> THE EXERCISE: Copy word for word the lines of the records below, starting with the line that contains "The service MUST place a point on the rocky" and going on through the line that contains "x=239, y=241". Include both of those lines.

> STORED ROWS:
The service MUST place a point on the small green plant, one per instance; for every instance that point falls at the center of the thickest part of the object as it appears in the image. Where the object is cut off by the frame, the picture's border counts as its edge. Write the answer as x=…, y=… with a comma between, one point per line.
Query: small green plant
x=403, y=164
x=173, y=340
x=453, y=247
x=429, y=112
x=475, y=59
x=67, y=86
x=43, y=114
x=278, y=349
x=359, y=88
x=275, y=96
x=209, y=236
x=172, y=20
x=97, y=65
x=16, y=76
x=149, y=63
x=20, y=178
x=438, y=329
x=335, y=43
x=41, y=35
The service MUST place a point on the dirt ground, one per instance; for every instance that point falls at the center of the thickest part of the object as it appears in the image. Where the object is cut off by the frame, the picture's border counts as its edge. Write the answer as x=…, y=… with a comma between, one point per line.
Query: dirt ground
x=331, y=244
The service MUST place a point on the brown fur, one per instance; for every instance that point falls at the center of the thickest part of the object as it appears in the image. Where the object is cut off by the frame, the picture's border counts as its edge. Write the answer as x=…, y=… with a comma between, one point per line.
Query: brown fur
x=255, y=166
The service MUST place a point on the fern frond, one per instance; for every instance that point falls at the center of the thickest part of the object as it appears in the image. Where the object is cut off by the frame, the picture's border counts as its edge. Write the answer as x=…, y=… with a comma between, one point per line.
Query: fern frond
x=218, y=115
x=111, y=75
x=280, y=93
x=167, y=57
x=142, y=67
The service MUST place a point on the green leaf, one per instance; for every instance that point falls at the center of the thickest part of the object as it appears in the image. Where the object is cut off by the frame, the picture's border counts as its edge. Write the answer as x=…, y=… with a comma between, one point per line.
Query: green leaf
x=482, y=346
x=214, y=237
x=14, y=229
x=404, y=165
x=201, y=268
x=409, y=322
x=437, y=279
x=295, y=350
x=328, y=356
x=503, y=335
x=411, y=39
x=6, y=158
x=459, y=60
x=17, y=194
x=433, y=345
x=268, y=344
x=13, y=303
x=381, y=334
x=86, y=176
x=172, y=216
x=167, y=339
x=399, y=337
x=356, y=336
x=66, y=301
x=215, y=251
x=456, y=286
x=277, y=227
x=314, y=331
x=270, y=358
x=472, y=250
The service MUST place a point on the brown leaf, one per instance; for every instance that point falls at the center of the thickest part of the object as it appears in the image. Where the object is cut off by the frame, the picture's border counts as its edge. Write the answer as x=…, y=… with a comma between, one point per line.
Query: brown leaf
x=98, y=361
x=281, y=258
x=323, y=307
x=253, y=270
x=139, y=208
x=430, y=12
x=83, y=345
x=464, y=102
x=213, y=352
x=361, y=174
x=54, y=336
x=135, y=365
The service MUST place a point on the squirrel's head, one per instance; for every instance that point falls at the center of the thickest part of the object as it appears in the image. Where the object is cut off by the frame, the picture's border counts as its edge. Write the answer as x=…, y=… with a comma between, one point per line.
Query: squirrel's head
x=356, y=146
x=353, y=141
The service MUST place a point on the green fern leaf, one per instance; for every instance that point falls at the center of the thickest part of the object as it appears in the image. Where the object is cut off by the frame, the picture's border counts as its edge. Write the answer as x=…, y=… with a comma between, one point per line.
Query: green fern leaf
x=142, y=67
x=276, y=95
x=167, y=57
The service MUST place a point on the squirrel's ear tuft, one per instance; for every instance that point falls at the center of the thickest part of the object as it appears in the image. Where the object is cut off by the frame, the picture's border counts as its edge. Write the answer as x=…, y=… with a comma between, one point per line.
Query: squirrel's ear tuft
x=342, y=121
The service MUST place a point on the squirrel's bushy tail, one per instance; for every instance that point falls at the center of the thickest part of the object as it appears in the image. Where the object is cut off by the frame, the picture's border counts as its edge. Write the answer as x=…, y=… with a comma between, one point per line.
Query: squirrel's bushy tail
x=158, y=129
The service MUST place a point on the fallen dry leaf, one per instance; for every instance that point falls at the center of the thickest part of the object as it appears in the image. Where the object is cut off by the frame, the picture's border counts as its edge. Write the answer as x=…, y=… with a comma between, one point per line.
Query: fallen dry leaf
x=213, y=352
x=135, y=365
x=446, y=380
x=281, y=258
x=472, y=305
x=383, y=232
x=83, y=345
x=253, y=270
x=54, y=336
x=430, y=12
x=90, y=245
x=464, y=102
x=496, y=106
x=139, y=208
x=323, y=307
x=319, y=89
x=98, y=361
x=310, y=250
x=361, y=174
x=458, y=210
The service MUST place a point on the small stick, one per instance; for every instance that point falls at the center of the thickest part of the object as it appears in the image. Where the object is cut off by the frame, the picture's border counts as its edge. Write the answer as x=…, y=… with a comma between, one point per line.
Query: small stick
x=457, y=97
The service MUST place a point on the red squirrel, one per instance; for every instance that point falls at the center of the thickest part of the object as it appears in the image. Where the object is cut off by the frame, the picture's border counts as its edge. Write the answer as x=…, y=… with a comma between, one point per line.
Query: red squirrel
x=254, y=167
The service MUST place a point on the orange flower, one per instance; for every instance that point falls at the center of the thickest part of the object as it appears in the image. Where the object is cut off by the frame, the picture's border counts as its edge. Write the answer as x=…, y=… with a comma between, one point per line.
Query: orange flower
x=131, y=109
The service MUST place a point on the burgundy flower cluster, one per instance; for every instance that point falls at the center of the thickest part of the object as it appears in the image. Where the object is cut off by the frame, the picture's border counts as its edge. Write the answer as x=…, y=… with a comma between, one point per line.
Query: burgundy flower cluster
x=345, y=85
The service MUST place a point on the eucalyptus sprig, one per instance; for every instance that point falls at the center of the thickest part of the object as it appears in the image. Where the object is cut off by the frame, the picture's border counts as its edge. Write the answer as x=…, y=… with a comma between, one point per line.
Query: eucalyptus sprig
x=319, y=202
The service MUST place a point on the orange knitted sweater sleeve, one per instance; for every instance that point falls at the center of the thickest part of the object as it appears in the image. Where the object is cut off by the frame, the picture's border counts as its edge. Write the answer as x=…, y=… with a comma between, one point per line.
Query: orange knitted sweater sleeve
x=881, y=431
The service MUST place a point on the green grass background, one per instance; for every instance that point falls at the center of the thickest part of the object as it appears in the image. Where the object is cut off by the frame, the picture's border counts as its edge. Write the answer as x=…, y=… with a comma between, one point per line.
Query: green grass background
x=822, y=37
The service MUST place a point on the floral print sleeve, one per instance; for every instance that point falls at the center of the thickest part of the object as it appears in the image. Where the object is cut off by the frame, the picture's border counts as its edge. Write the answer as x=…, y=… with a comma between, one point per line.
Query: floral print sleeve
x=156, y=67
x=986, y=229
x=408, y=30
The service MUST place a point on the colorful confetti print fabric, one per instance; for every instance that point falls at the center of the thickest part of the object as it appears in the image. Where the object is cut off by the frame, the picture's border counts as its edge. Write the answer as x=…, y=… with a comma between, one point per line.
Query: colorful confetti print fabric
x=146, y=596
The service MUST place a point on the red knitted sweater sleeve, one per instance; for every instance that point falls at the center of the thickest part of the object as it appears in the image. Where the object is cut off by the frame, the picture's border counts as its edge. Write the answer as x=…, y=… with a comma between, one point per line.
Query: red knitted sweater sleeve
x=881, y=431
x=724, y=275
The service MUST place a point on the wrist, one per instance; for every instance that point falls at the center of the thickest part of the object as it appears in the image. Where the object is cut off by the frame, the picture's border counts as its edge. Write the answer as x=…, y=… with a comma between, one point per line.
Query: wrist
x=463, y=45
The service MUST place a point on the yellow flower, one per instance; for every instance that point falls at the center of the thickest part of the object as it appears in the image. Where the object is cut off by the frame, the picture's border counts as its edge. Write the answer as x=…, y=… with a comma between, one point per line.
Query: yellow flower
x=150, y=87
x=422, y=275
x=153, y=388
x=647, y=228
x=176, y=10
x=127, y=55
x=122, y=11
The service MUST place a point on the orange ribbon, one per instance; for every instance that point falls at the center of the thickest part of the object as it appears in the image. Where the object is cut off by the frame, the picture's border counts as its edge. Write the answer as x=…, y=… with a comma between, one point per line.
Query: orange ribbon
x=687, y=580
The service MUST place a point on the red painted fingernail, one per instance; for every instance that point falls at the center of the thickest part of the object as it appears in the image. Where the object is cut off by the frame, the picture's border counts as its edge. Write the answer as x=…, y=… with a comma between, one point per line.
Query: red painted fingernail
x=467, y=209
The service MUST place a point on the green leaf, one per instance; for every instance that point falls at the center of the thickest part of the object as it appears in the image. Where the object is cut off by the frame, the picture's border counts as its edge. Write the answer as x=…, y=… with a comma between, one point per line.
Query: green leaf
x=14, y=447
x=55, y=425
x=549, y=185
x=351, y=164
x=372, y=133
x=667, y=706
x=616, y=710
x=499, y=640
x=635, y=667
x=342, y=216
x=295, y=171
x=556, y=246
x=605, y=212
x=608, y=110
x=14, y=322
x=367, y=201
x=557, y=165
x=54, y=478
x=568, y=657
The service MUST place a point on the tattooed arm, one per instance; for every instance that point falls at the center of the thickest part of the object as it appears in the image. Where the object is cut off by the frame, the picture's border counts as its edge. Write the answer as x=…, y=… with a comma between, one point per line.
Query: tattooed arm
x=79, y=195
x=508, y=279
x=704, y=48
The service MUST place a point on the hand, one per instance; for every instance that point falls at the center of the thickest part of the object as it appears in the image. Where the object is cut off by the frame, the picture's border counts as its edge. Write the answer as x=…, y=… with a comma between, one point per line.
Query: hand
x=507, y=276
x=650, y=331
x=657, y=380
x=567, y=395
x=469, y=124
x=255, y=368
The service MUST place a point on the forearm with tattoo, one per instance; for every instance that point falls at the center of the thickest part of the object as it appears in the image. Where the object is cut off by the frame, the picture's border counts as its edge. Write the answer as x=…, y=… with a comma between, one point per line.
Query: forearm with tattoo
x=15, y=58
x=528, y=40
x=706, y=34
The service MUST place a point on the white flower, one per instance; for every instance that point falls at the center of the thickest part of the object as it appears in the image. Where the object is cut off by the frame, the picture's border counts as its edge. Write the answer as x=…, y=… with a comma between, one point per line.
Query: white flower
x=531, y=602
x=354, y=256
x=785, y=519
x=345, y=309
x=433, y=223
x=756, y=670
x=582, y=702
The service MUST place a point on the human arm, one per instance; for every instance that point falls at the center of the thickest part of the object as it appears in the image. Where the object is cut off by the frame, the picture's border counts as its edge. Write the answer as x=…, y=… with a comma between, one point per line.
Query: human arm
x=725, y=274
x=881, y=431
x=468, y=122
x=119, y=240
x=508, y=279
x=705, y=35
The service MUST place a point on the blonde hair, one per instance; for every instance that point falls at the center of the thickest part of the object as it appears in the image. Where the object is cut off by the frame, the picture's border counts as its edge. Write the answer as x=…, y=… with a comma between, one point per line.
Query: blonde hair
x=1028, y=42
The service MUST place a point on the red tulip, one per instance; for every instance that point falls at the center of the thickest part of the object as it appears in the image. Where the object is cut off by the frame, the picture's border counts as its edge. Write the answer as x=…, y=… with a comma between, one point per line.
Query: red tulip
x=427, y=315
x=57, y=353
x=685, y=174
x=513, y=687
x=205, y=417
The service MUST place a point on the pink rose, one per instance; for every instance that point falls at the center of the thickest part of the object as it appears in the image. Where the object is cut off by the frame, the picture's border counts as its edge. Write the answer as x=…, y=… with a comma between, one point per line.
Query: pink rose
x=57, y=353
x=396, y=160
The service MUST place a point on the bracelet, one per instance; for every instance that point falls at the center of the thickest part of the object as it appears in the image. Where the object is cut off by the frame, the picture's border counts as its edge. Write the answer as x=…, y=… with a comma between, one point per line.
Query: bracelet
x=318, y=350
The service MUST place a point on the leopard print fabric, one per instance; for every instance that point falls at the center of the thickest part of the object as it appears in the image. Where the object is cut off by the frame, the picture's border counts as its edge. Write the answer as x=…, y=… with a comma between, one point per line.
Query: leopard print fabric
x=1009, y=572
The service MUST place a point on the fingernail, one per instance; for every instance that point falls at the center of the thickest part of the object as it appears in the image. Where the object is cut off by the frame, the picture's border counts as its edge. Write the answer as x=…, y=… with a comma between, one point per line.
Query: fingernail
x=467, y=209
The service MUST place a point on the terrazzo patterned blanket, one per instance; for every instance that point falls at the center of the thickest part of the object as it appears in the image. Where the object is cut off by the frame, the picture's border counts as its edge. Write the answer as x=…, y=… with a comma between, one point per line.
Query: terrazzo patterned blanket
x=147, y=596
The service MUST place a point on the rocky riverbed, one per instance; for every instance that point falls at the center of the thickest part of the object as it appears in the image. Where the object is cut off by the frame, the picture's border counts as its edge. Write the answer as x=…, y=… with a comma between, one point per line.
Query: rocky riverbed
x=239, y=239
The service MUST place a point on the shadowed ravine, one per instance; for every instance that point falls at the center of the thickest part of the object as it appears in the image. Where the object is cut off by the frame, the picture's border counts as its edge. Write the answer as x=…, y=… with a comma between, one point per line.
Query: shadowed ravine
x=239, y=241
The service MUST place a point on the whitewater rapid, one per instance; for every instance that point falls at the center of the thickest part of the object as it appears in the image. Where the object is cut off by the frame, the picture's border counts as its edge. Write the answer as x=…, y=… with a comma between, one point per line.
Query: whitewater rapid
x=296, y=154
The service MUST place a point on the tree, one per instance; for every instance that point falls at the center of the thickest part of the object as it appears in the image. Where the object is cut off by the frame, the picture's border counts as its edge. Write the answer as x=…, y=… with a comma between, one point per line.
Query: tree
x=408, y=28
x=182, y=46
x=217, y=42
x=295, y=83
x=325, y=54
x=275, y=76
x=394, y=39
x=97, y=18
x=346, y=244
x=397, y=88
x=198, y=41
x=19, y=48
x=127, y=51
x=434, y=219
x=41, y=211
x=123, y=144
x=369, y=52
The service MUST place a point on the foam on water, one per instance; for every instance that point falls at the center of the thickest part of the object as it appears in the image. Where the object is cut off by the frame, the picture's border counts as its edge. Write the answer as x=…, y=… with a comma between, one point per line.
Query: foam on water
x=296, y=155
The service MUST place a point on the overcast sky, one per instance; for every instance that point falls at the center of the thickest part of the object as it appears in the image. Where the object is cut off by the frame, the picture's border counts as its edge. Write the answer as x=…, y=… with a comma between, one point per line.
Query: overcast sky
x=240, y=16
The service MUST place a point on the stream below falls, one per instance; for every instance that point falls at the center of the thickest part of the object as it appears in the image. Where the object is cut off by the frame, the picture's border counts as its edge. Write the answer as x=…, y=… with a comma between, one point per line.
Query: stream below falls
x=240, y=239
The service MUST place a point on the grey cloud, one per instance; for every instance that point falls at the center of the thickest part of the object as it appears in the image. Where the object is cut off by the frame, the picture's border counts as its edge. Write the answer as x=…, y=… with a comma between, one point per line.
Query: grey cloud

> SOLUTION FOR THIS EXERCISE:
The service MUST place a point on the rocky riverbed, one per instance; for every instance that point falls at the center of the thickest part of the object as it appears in the image. Where the object is cut off by the frame, the picture's border counts as its edge. Write the answer as x=…, y=… with a comma between, one point per line.
Query: rocky riverbed
x=239, y=239
The service MUST place a point on the shadowed ravine, one per instance; for every instance that point falls at the center of the thickest part of the object as it appears in the image. Where the object is cut off by the frame, the picture's border counts as its edge. Write the answer as x=…, y=… with a comma between, one point per line.
Query: shadowed ravine
x=239, y=241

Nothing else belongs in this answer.